Selected text:
....................
[llvm] 82b51a1 - [AArch64] Support SLC in ACLE prefetch intrinsics

Archibald Elliott via llvm-commits llvm-commits at lists.llvm.org
Fri Dec 16 06:42:56 PST 2022


Author: Archibald Elliott
Date: 2022-12-16T14:42:27Z
New Revision: 82b51a14280414a53413ed62c001d2c589c649c3

URL: https://github.com/llvm/llvm-project/commit/82b51a14280414a53413ed62c001d2c589c649c3
DIFF: https://github.com/llvm/llvm-project/commit/82b51a14280414a53413ed62c001d2c589c649c3.diff

LOG: [AArch64] Support SLC in ACLE prefetch intrinsics

This change:
- Modifies the ACLE code to allow the new SLC value (3) for the prefetch
  target.
....................
Instructions:
1 - In the commit message, list every field label that begins a line from the "Author" line through the "LOG" line. Give each label without its colon.
2 - Answer these questions about the commit message:
(a) Who is named as the author?
(b) What numeric value does the new SLC value have for the prefetch target?
(c) What architecture name appears in square brackets in the subject line?
3 - Write a continuation of the commit message on SLC support in the ACLE prefetch intrinsics, starting right after its last sentence.
The rows are separate material and have no connection to the commit message.
....................
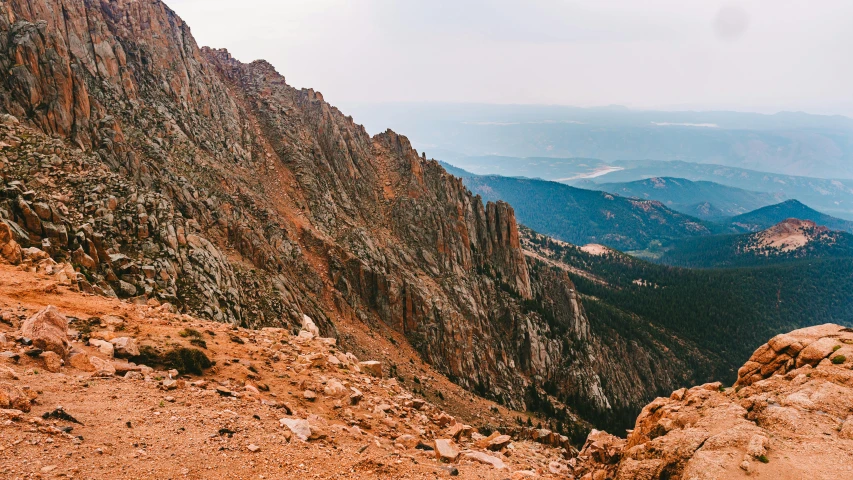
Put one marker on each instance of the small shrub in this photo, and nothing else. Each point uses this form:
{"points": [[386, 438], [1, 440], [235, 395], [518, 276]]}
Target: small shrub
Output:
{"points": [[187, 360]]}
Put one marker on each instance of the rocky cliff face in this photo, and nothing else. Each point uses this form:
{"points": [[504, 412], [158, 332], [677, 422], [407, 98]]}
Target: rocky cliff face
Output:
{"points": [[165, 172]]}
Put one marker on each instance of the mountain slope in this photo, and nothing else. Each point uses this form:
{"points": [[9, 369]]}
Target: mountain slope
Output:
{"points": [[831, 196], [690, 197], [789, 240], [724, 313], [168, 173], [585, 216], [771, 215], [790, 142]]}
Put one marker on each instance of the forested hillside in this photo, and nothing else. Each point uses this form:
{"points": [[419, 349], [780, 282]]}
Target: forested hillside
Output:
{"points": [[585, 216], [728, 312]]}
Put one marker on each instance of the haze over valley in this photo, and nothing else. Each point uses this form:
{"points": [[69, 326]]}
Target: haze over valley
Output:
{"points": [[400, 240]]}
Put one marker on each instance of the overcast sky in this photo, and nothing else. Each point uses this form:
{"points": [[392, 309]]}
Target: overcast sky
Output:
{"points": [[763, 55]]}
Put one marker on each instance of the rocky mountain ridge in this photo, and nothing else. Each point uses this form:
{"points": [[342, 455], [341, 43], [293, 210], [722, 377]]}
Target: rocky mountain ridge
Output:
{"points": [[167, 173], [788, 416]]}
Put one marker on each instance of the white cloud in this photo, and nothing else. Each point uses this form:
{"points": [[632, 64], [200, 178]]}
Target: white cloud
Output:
....................
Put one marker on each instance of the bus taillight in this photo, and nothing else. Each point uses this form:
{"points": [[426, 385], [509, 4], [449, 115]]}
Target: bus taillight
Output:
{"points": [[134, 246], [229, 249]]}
....................
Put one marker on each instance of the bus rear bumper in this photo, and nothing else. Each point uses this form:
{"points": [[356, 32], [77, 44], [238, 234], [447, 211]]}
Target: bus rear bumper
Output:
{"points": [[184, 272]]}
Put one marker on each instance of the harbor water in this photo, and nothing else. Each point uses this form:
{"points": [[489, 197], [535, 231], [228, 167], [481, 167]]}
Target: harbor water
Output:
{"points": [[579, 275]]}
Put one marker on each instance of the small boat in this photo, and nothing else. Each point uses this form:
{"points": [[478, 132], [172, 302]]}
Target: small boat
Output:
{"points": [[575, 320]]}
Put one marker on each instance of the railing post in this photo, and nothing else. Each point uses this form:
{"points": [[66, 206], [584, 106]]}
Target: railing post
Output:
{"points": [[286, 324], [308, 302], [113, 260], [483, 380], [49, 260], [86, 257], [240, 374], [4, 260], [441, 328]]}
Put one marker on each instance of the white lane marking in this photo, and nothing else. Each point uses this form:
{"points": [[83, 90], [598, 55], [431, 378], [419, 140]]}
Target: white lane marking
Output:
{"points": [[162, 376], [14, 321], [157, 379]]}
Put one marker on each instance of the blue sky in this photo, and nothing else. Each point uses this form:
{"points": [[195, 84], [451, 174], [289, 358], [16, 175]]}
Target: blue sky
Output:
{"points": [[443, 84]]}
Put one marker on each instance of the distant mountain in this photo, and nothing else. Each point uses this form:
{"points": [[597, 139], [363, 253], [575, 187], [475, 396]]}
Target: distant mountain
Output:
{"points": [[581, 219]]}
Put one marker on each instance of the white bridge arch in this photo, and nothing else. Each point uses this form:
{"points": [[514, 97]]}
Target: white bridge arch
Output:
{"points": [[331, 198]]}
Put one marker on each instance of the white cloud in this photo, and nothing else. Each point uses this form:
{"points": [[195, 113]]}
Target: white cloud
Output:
....................
Response list:
1 - Author, Date, New Revision, URL, DIFF, LOG

2 -
(a) Archibald Elliott
(b) 3
(c) AArch64

3 -
- Introduces a new intrinsic, @llvm.aarch64.prefetch which matches the
  PRFM family instructions much more closely, and can represent all
  values for the PRFM immediate.

  The target-independent @llvm.prefetch intrinsic does not have enough
  information for us to be able to lower to it from the ACLE intrinsics
  correctly.

- Lowers the acle calls to the new intrinsic on aarch64 (the ARM
  lowering is unchanged).

- Implements code generation for the new intrinsic in both SelectionDAG
  and GlobalISel. We specifically choose to continue to support lowering
  the target-independent @llvm.prefetch intrinsic so that other
  frontends can continue to use it.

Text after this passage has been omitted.